▶ **TEXT SECTION**:
........

Following the establishment of the People's Republic of China in 1949 and the capture of Xikang Province by the People's Liberation Army in 1950, Xiao Yedan's wife handed the flag of the Chinese Red Army's Yi detachment to the Chinese government. The flag is currently stored at the Military Museum of the Chinese People's Revolution in Beijing.

After the Yi-Hai Alliance, Xiao Yedan's home county, Mianning, formed the openly armed Mianning Anti-Tax Army under the leadership of the local Communist Party committee and established the Mianning Revolutionary Committee. A Red Army guerrilla unit also remained in the north of the county. After the main Red Army forces left, the guerrilla unit merged with the Anti-Tax Army, preparing to move north and re-join the main force. However, Yi armed groups attacked the Anti-Tax Army as it tried to pass through Yi territory, scattering the troops and killing most of the leaders, leading to the collapse of the Mianning Revolutionary Committee. Some members of Xiao Yedan's forces participated in the attack. Stragglers and wounded Red Army soldiers were captured and sold as slaves. Because of this, from the mid-1990s, some Party historians began to view Xiao Yedan negatively, considering his role in attacking the Anti-Tax Army as a betrayal of the revolution. This raised debates over how to assess his legacy and whether to continue promoting the Yi-Hai Alliance. Some publications even stopped mentioning it. For ethnic unity, the Sichuan Provincial Party Committee later decided that historical accounts should affirm Xiao Yedan's role and continue to highlight the Yi-Hai Alliance as a model of policy implementation on ethnic minorities.

A memorial hall honoring the Yi-Hai Alliance is located in Mianning County. A sculpture featuring Xiao Yedan and Liu Bocheng as part of honoring of the Yi-Hai Alliance is located in Xichang. In 2009, Xiao Yedan was named one of the 100 heroes and role models who contributed to the founding of New China.

........

▶ **GIVEN INFORMATION**:
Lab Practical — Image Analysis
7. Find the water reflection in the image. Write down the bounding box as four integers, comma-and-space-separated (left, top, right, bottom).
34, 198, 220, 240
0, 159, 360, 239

........

▶ **EXERCISES TO COMPLETE**:
**A)** In the Xiao Yedan passage, rewrite the part that begins with the words "A memorial hall" and ends with "of New China.", swapping "sculpture" for "statue".
**B)** According to the Xiao Yedan passage, where is the flag of the Chinese Red Army's Yi detachment kept today?
The listing is separate material, unrelated to the Xiao Yedan passage.

▶ **ANSWER SET**:
**A)**
A memorial hall honoring the Yi-Hai Alliance is located in Mianning County. A statue featuring Xiao Yedan and Liu Bocheng as part of honoring of the Yi-Hai Alliance is located in Xichang. In 2009, Xiao Yedan was named one of the 100 heroes and role models who contributed to the founding of New China.

**B)** At the Military Museum of the Chinese People's Revolution in Beijing.